• **Exercise requirements**:
Reproduce the part of these lines that opens with the line containing "snow-covered field, reporting" and closes with the line containing "x=696, y=114", substituting "text label" for every occurrence of "noun phrase" and leaving everything else unaltered.
-- BEGIN Input material --
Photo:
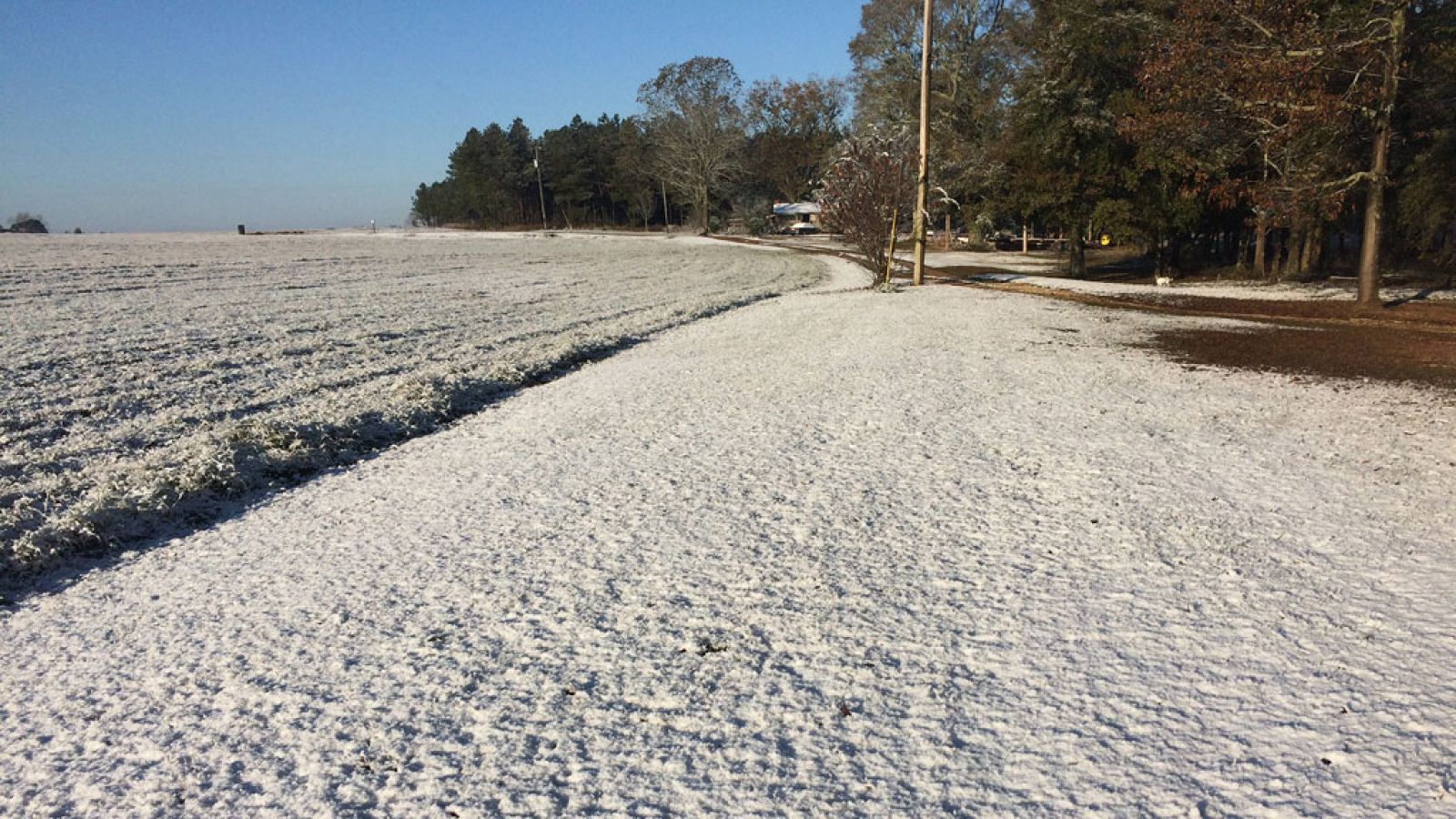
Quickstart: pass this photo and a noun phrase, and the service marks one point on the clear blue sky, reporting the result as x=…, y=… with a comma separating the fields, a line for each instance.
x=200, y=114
-- END Input material --
-- BEGIN Input material --
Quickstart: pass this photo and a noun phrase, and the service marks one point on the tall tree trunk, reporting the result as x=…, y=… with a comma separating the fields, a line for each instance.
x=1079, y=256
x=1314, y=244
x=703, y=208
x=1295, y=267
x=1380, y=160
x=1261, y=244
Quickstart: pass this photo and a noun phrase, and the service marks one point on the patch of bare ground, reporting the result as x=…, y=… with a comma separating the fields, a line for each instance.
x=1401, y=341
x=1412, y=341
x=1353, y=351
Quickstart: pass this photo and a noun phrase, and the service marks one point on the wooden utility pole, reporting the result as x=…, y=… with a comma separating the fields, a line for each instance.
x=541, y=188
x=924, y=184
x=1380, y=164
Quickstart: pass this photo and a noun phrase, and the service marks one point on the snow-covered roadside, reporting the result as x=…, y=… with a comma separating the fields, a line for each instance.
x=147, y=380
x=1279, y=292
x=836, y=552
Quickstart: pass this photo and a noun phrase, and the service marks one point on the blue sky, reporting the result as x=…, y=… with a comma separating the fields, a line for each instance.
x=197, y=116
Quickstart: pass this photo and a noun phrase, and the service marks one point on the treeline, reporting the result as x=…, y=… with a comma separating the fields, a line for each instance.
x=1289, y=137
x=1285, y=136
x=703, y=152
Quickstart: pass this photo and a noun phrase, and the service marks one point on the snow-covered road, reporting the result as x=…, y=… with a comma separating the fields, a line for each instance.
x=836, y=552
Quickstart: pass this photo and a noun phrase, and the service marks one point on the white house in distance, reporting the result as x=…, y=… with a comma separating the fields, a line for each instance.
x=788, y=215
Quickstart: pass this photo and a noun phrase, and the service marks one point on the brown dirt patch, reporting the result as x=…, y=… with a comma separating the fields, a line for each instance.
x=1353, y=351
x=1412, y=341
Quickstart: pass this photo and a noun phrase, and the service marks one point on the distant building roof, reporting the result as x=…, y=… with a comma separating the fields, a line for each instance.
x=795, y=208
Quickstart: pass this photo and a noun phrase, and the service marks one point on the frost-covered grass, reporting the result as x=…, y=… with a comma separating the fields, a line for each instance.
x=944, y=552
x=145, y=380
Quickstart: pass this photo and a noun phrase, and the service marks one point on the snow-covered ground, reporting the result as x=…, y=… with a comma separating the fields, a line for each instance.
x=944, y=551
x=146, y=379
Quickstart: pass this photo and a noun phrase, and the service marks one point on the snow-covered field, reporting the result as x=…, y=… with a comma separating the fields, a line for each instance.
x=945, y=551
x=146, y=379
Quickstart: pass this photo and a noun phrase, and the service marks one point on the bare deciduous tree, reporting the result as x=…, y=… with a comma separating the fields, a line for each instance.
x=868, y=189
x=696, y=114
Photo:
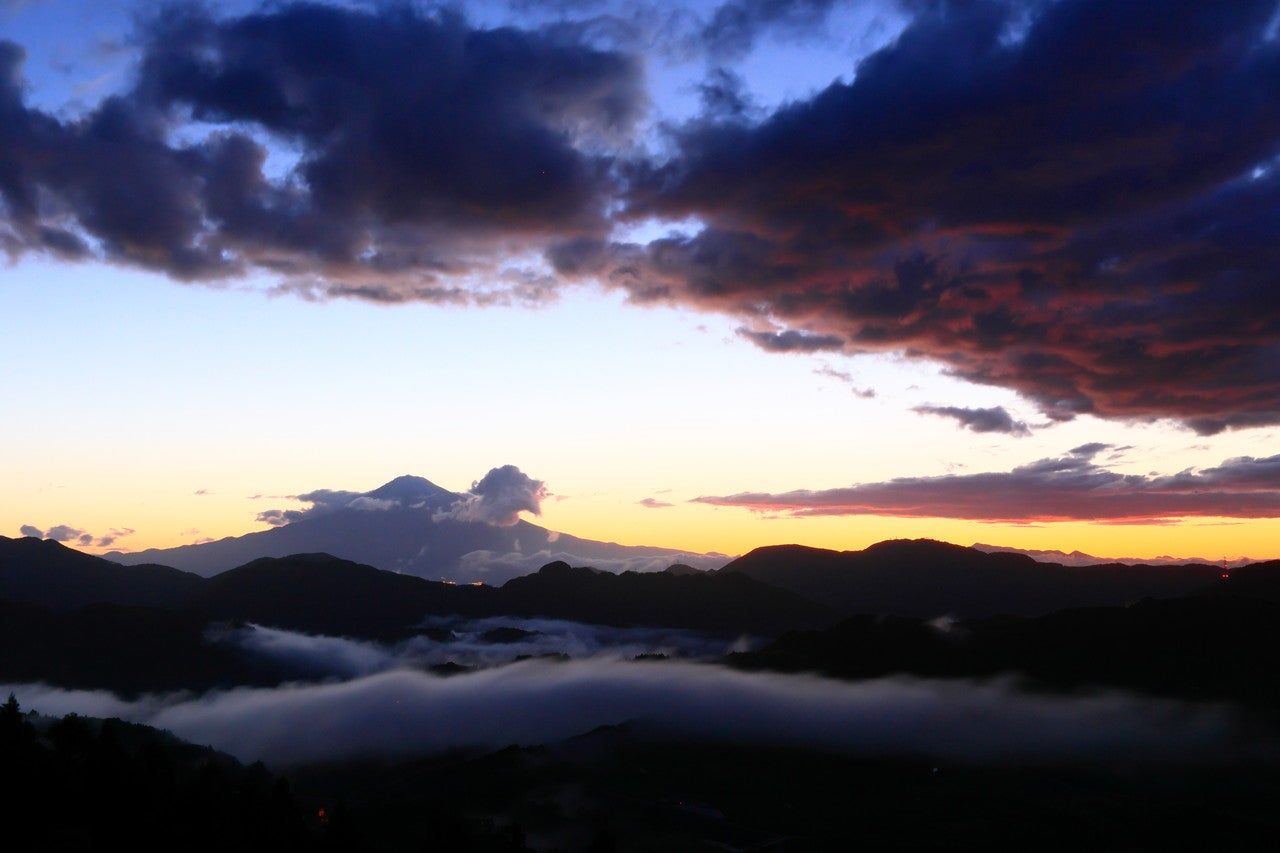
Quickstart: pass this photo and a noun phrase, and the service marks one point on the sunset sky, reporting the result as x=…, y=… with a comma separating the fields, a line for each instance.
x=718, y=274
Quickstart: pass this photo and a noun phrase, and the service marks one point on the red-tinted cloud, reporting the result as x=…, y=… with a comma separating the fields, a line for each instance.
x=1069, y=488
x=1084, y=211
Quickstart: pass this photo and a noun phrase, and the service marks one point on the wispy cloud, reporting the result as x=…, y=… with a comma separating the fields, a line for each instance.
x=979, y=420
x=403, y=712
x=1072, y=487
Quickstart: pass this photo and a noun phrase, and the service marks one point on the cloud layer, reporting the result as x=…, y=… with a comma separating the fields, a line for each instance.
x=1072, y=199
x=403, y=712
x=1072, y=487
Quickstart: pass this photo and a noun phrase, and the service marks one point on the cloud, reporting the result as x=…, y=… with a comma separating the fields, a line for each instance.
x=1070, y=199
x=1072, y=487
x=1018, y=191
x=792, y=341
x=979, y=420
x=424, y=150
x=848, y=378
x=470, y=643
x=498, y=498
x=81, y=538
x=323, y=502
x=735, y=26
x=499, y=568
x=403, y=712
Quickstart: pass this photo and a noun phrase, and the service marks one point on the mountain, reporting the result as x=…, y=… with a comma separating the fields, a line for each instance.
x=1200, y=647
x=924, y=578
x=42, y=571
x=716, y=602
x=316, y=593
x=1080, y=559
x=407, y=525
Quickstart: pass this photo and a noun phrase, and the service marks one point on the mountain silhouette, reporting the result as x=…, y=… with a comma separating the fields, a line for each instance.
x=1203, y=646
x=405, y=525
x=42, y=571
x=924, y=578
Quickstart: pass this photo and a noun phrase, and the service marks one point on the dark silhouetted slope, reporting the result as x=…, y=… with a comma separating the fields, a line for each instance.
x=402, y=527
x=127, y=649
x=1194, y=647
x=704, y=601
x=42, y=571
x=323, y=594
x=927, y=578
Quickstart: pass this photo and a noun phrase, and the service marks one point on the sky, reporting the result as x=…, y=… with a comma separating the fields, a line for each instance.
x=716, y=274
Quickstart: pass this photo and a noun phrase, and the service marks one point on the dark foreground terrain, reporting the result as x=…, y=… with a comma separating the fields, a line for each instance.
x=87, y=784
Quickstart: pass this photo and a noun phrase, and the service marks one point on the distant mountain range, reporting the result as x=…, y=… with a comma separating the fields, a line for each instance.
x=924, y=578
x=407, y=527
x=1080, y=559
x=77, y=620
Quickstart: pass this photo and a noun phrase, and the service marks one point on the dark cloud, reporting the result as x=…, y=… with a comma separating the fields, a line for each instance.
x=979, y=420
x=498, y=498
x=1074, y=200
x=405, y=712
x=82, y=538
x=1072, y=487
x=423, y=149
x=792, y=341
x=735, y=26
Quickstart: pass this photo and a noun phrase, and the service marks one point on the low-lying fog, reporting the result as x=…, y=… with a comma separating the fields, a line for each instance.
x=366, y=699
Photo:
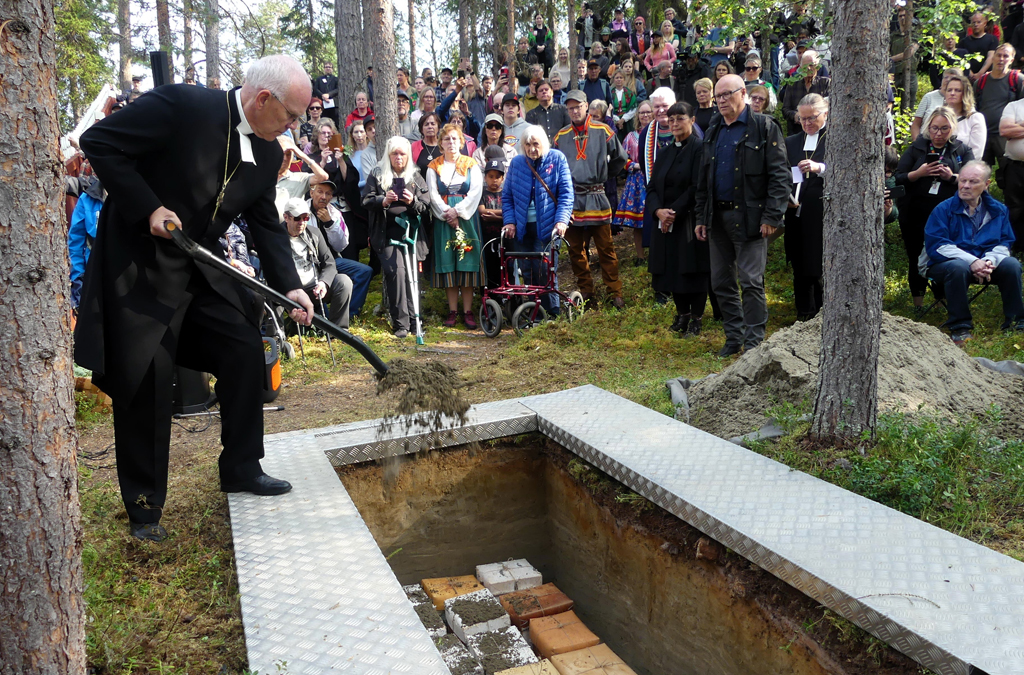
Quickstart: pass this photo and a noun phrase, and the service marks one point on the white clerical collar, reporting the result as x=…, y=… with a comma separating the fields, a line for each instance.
-- END Input material --
• **Task output**:
Quickstart: pass this photo and a text label, and the service marks one point on the snow-covered field, reporting the result as x=…, y=… with a comma separating the fields, a line for each instance.
x=945, y=551
x=146, y=379
Quickstart: pass this photo and a text label, and the service marks one point on the bare deciduous tree, reporting the result as x=…, y=… with a comma separating the fields, a line for each instance.
x=868, y=189
x=696, y=114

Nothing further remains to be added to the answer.